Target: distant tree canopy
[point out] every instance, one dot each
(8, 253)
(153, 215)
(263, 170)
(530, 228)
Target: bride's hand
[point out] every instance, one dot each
....
_GOAL OF THE EXERCISE_
Format the rows above as a numbered list and leave out any blank lines.

_WRITTEN RESPONSE_
1. Target: distant tree canopy
2. [point out] every instance, one dot each
3. (8, 253)
4. (153, 215)
5. (263, 170)
6. (530, 228)
7. Target: bride's hand
8. [point out] every instance, one dot each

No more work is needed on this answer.